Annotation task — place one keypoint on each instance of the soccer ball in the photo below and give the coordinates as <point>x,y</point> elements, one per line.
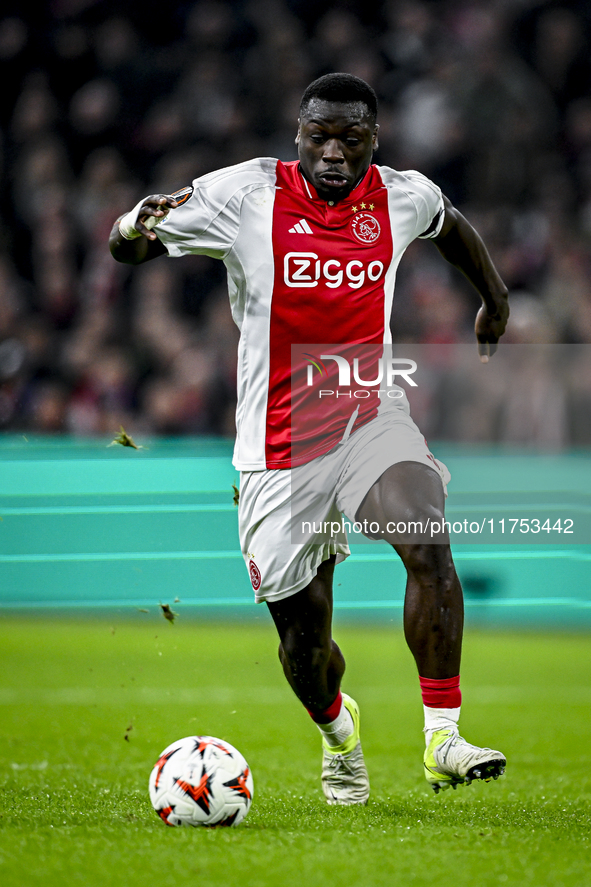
<point>201,780</point>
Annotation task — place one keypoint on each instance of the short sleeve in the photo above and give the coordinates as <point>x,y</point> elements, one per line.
<point>428,202</point>
<point>207,221</point>
<point>201,224</point>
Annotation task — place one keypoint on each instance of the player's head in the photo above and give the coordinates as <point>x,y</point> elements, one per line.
<point>337,133</point>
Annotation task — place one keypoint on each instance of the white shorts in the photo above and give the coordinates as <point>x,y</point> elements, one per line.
<point>276,503</point>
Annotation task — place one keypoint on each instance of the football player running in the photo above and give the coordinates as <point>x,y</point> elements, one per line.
<point>310,245</point>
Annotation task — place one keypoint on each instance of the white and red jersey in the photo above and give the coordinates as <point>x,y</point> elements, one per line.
<point>300,270</point>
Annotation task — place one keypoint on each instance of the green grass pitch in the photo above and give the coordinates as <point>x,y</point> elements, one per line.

______________________________

> [Activity]
Retype every entry exactly as written. Leave the pictures out.

> [Your response]
Annotation task — place one keypoint on each instance of the soccer ball in the photo below and give the coordinates as <point>x,y</point> elements, one per line.
<point>201,780</point>
Annotation task — place one keypoint on each instance of the short sleeve in the photo above and give the coordinates as <point>x,y</point> elements, one per line.
<point>428,202</point>
<point>207,221</point>
<point>201,224</point>
Annotation task — place one keypoint on each instance of the player's head in the photo above and give the coordinates as <point>x,y</point> elements, one per line.
<point>337,133</point>
Annotation task — place one keypoint on each instance of the white shorts in the photo above and give the coordinates as <point>x,y</point> elements, one per line.
<point>276,503</point>
Annotation task — place one keypoint on each instance of the football player running in the photo above and give the coordinates as <point>x,y</point> elements, one per line.
<point>310,245</point>
Annotation task — place one keypoint on each instance of the white and red jersey in the photo above and give the coordinates as <point>x,y</point> elements, one per line.
<point>300,270</point>
Annotation task — place one keypoint on each instance of the green grass pitch in the photo above and give the coordinates as <point>x,y</point> elements, one per line.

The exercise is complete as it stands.